Work task => Starting at the line with "boulder with a single point per instance.", set down each line of the entries below through the last one, exactly as it stands.

The records Start Marker

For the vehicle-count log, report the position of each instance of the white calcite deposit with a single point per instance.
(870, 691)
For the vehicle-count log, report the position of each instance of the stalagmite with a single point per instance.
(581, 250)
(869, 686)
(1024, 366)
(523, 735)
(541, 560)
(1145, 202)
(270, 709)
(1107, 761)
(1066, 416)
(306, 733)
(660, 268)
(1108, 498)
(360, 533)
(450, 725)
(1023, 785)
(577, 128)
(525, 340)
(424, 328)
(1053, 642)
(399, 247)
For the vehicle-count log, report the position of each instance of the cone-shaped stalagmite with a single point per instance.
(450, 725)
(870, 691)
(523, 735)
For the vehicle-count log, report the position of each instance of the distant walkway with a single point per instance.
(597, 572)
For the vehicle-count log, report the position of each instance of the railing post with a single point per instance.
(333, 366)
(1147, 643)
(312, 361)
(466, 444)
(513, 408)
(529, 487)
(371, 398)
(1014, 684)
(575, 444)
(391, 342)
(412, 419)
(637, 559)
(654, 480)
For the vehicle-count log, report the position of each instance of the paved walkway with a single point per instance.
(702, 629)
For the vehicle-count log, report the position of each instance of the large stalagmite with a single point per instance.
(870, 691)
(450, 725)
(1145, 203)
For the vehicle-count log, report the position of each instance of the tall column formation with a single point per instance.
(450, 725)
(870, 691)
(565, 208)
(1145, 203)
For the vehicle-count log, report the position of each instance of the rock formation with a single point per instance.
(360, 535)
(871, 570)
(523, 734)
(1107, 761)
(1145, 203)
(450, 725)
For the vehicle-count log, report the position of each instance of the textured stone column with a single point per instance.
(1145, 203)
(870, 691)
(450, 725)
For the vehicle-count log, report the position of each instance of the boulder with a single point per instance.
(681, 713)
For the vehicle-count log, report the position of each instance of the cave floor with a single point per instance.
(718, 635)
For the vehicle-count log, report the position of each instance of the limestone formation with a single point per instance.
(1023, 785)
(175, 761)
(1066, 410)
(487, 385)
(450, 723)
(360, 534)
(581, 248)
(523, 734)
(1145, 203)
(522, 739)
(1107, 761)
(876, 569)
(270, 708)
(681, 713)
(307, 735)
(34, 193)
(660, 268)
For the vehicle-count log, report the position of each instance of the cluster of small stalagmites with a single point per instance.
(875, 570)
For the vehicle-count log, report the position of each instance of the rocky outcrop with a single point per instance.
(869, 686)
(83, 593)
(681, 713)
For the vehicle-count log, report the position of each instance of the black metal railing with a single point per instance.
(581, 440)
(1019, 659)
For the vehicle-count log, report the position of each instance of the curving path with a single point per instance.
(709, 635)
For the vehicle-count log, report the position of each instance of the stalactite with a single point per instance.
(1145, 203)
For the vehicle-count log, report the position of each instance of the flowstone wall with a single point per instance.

The records End Marker

Your response =>
For the vehicle-count log, report the position of each instance of the boulder with a single point per instance.
(681, 713)
For the vehicle-count log, report the position of each instance of the cave floor with a single point per instance.
(718, 635)
For the vehicle-count log, report the position of each instance of the limestone formation with a single point per instance.
(1023, 785)
(175, 761)
(1066, 410)
(487, 385)
(450, 723)
(360, 534)
(581, 248)
(523, 734)
(1145, 203)
(522, 739)
(1107, 761)
(876, 569)
(270, 708)
(681, 713)
(307, 735)
(34, 193)
(660, 268)
For the vehicle-count log, report the position of each instance of the cluster of small stalagmites with a single point per instance.
(875, 570)
For the vehicle-count log, report the position of each instance of the rocky outcrop with a single point per instance.
(869, 686)
(83, 593)
(681, 713)
For the vehicle-count log, report the position of each instance of the black metal railing with a single point per instance.
(581, 440)
(1019, 659)
For the vehicle-count log, report the position of each instance of the curving path with a single point per instance.
(709, 635)
For the vehicle-count log, report the position of each instance of the stalactite with a single point per instance.
(1145, 203)
For the vehicle-count log, report the position of each instance of the flowstone wall with a single point per instance.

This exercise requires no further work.